EXERCISE
Please retype all of the records below character for character, with every line kept as it is.

BEGIN GIVEN RECORDS

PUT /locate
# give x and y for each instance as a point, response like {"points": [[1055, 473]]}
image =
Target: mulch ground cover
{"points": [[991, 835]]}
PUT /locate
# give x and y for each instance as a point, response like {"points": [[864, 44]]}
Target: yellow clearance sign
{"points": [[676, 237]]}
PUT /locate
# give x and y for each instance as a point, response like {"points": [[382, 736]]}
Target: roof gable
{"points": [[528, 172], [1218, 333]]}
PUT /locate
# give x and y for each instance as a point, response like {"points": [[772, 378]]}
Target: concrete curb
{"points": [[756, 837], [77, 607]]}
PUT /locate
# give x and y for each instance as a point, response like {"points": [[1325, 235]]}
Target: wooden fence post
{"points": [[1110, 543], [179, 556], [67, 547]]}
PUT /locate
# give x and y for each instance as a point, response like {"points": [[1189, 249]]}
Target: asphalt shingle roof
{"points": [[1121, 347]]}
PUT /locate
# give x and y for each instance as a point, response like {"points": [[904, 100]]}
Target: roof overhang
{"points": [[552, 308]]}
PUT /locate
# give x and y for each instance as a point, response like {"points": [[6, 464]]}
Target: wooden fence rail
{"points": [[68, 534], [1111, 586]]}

END GIVEN RECORDS

THE REPLY
PUT /locate
# give x and y for each instance as a point, response like {"points": [[1055, 473]]}
image =
Target: mulch ground cover
{"points": [[991, 835]]}
PUT /locate
# give x and y for each instance as a point, response like {"points": [[864, 44]]}
Target: yellow clearance sign
{"points": [[676, 237]]}
PUT /locate
# give x and y for each instance as a point, response like {"points": [[382, 736]]}
Target: roof gable
{"points": [[528, 172], [1218, 333]]}
PUT /locate
# give x and y for each instance as a point, response like {"points": [[772, 378]]}
Target: concrete curb
{"points": [[756, 837], [77, 607]]}
PUT /locate
# give x and y for each instance as a point, response like {"points": [[1325, 235]]}
Target: wooden fence post
{"points": [[1110, 543], [179, 556], [67, 547]]}
PUT /locate
# give x and y for each instance as a point, response like {"points": [[1189, 249]]}
Target: asphalt shingle roof
{"points": [[1121, 347]]}
PUT /locate
# give x and y for each instance as a point, response like {"points": [[904, 100]]}
Target: roof overhang
{"points": [[552, 308]]}
PUT /locate
# give x and y for each instance as a point, response like {"points": [[6, 464]]}
Target: wooden fence rail
{"points": [[68, 534], [1111, 586]]}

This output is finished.